QUOTED TEXT:
It is the little details that are vital to the creation of a story. In John Updike’s story “A&P” it begins with Sammy, a nineteen-year-old boy working the checkout line at an A&P in a small New England town when three teenage girls, wearing only their bathing suits, walk into the grocery store. Sammy, a young man working the checkout line, watches them closely. He appraises their looks and notes even minute details about the way they carry themselves. John Updike's "A&P" is a story about consequences. Each character in the story makes a choice that results in positive and negative consequences which affects them throughout.

In “A&P”, Updike uses Sammy's rebellious intentions to develop the idea that nobody is as important as they believe they are. The irony of the consequences in Sammy's quitting and the expendability of Sammy himself is to show the overall unimportance of a single action in the long run. "A&P" is narrated by Sammy which greatly affects the plot and theme of the story because Sammy is a biased narrator who is infatuated with the girls. The story is told in first person omniscient point of view in which the narrator is a character in the story, but also knows the thoughts and feelings of all the other characters. Sammy says, “I forgot to say he thinks he's going to be manager some sunny day, maybe in 1990 when it's called the Great Alexandrov and Petrooshki Tea Company or something” (Updike 748). Sammy says this in order to show that Stokesie is not as important as he thinks he is.

SOURCE EXCERPT:
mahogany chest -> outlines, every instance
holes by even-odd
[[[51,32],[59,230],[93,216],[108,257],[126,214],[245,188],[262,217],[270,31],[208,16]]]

WHAT TO DO:
Does each statement agree with the essay on "A&P"? Answer yes or no for each, and quote the words from the essay that decide it. (a) Sammy is nineteen years old. (b) The three girls enter the store in street clothes. (c) The store is in a large city.

EXERCISE SOLUTION:
(a) Yes: "a nineteen-year-old boy working the checkout line"
(b) No: "wearing only their bathing suits"
(c) No: "in a small New England town"